Coordinate-labeling data

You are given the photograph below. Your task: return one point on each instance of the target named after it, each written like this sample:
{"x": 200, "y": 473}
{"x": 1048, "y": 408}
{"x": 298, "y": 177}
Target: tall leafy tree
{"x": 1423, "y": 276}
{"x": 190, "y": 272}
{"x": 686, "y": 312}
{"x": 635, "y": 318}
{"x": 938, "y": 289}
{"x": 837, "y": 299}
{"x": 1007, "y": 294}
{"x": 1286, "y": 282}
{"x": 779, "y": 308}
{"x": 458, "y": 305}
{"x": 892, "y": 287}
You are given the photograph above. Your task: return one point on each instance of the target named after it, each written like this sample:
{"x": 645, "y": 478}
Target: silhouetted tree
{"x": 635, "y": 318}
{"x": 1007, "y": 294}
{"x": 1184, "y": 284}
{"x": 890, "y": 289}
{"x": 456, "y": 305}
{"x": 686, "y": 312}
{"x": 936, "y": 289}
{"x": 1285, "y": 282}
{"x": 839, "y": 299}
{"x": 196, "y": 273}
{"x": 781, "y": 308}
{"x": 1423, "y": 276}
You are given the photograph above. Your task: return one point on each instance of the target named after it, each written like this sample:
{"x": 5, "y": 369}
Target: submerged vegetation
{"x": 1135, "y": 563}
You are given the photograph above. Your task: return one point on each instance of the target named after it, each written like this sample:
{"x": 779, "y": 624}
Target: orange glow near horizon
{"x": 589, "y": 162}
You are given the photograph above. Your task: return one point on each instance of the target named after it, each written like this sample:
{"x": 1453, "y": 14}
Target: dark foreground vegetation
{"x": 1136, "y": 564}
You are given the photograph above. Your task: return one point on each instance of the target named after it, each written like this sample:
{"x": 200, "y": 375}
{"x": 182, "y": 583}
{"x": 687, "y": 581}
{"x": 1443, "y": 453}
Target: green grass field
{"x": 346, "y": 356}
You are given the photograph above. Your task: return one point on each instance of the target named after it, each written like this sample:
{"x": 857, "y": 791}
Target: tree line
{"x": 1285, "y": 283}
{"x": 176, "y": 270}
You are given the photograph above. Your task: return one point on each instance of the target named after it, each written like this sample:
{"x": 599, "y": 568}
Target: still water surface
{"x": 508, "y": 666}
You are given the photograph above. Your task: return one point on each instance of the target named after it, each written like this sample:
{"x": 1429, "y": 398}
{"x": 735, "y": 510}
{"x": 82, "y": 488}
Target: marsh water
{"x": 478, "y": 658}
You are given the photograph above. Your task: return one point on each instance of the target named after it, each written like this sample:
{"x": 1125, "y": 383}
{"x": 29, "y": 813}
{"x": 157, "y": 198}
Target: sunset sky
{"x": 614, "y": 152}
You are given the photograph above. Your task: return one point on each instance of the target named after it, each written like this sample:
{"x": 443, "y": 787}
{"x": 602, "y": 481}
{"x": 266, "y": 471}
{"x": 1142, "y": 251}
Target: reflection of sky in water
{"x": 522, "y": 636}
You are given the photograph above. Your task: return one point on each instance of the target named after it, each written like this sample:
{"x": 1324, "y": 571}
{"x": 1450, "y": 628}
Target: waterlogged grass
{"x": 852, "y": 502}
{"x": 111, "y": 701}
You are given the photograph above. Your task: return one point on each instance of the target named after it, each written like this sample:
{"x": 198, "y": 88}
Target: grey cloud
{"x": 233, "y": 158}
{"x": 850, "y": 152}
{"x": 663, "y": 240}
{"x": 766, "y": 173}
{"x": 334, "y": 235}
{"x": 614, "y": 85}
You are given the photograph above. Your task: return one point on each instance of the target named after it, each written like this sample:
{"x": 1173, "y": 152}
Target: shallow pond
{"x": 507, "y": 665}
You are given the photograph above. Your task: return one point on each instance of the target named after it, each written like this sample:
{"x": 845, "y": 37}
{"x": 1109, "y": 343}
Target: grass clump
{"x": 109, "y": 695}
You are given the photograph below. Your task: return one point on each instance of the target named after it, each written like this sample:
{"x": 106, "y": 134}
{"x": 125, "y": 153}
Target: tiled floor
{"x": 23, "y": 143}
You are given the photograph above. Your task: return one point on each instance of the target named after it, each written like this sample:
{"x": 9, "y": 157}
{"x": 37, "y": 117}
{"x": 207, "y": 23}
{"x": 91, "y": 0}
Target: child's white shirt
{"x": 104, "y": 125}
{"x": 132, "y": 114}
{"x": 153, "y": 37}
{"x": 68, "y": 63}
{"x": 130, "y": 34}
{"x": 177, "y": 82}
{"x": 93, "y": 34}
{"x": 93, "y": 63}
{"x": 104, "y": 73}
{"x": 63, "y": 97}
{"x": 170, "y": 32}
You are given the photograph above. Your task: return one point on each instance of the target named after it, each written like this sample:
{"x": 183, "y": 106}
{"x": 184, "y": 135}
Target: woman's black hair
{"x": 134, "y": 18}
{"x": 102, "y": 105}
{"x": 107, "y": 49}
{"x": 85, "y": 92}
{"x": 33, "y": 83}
...
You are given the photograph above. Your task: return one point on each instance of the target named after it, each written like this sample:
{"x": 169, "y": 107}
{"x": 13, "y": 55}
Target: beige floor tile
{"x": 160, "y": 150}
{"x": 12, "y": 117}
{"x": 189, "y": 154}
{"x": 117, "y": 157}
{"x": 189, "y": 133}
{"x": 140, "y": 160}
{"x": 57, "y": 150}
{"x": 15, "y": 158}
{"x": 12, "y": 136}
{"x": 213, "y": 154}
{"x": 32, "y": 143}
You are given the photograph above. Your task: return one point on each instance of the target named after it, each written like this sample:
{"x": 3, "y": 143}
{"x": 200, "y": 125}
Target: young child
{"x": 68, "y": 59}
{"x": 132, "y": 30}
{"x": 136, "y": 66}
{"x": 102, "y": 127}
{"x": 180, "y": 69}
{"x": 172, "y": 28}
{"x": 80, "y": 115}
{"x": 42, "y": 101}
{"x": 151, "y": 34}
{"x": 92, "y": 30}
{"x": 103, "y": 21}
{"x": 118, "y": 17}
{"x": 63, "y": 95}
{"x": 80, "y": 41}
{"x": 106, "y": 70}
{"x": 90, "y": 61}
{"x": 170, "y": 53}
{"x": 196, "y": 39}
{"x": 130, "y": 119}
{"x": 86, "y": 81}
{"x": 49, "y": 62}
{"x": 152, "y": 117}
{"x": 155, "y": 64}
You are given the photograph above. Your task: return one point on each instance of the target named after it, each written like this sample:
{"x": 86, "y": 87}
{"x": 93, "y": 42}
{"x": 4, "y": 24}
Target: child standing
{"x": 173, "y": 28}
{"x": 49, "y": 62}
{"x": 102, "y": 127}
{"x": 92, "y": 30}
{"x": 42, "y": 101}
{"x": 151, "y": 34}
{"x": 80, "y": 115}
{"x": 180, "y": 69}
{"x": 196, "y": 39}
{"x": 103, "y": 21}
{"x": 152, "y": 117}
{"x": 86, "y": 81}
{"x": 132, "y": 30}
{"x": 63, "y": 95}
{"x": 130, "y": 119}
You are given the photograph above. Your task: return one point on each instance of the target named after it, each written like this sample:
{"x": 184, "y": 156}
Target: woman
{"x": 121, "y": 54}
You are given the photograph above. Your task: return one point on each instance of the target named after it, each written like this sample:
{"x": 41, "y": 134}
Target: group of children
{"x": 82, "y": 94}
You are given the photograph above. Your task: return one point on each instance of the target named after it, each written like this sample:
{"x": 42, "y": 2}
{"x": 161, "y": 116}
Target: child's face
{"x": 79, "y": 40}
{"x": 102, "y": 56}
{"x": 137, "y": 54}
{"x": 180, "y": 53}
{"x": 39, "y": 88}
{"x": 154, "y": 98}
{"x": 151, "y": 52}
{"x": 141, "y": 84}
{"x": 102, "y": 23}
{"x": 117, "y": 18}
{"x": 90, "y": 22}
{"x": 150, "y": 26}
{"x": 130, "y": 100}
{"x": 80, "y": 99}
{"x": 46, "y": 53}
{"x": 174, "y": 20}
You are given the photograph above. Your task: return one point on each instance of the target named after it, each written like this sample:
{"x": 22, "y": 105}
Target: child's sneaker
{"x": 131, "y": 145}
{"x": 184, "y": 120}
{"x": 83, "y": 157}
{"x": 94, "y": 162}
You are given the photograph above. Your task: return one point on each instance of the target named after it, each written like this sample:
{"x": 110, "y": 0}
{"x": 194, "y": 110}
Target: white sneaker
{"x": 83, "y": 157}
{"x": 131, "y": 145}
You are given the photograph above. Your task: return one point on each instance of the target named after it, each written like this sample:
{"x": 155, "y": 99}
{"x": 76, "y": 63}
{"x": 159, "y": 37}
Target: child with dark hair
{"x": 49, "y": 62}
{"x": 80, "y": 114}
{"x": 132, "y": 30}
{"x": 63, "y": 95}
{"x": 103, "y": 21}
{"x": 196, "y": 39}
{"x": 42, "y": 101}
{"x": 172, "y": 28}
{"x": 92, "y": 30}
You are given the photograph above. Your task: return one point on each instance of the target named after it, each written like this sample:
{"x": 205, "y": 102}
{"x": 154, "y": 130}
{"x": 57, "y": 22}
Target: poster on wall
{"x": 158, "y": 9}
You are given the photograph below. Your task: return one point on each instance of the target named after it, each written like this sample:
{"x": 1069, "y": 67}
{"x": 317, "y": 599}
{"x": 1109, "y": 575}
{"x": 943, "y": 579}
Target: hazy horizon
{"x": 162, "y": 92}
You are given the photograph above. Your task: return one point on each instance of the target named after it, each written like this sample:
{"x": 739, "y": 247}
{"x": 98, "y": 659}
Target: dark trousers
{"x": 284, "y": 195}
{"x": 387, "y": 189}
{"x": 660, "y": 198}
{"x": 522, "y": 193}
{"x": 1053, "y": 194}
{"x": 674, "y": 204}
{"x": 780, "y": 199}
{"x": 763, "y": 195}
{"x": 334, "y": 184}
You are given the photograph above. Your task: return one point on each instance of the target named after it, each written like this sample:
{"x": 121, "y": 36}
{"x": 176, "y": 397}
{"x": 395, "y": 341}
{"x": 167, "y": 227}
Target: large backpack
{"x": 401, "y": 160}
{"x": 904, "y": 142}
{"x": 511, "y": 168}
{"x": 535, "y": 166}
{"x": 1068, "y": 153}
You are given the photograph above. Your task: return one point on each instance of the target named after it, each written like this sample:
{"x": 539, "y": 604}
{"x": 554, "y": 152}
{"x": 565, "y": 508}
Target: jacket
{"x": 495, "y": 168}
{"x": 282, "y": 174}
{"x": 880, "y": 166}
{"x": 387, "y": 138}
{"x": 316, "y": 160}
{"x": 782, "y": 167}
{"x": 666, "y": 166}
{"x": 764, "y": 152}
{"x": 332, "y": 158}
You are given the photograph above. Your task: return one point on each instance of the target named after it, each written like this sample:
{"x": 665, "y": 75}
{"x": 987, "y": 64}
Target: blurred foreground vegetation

THE PROBLEM → Collect every line of the items above that contains the string "hair", and treat case as significant when matching.

RESULT →
Target: woman's black hair
Target: child with dark hair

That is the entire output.